Directive:
Rewrite everything in the listing below from the line containing "Q: Point to one spot on each instance of the power" down to the end, putting "short grass" wherever "green grass" appears and changing nothing else.

Supplied material:
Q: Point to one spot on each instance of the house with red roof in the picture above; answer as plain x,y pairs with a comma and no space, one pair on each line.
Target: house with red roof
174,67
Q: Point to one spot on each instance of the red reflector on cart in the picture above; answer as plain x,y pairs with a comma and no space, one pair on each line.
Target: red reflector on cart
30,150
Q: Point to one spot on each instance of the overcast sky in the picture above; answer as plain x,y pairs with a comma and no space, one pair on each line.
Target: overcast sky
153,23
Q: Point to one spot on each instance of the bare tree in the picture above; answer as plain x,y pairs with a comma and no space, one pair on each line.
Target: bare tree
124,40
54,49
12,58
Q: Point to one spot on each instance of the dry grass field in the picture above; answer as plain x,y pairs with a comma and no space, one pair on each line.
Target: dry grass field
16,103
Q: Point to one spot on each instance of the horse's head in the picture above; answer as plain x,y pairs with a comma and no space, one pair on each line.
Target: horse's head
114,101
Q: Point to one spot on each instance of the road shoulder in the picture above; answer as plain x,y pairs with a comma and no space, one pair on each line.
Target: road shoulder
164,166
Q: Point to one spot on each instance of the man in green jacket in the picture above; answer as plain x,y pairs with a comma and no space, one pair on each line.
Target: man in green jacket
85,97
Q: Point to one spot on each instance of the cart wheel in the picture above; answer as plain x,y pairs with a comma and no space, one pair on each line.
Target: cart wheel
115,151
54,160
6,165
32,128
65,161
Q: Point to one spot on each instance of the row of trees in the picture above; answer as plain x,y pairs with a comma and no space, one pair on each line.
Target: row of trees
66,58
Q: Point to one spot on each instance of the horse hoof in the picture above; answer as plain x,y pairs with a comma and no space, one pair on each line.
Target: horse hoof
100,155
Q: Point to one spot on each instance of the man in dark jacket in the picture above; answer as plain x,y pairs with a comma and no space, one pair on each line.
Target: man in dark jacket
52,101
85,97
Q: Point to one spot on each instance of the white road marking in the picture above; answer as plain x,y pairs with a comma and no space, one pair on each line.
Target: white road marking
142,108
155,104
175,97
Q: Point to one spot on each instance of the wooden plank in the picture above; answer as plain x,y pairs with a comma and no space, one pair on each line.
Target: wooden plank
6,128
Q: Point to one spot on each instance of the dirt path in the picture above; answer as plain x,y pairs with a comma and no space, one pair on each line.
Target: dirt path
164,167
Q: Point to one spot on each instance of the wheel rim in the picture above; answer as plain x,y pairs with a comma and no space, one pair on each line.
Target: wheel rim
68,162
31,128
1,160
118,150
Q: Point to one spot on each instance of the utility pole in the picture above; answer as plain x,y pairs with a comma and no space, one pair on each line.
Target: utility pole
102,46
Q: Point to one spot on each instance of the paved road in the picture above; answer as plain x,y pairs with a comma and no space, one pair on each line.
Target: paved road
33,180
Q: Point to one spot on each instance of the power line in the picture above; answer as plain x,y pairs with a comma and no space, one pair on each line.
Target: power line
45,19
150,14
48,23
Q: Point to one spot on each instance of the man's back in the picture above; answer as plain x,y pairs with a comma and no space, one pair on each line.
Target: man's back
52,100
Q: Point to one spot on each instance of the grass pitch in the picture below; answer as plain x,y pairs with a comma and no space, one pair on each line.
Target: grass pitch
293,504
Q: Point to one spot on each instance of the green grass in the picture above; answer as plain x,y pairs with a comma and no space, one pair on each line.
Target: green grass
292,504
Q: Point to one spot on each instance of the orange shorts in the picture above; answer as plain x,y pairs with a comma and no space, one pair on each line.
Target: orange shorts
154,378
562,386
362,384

Finished exercise:
Q: Point to one spot on each instance of the power line in the picture above; answer as plain x,y pairs with a comma and no space, one pair on each line.
Target: power line
45,19
150,14
48,23
Q: Point to one spot on each instance of the man's back in the picture above; answer as plain x,y pairs with a comma and no space, one pair on each line.
Target: man's back
52,100
Q: Point to one spot on each instance of the grass pitch in the picture below; answer as plain x,y pairs with a comma and no space, one pair on each line.
Target: grass pitch
293,504
Q: Point to one spot on each instance of the short grass in the picture above; answer as plain x,y pairs with a comma and no space, one pair on each line.
Target: short grass
292,504
Q: Point to one spot on each instance of the orange shorts in the picture above; answer as plain x,y pairs with a comma and no space, one pair on each line.
Target: orange shorts
154,378
562,386
362,384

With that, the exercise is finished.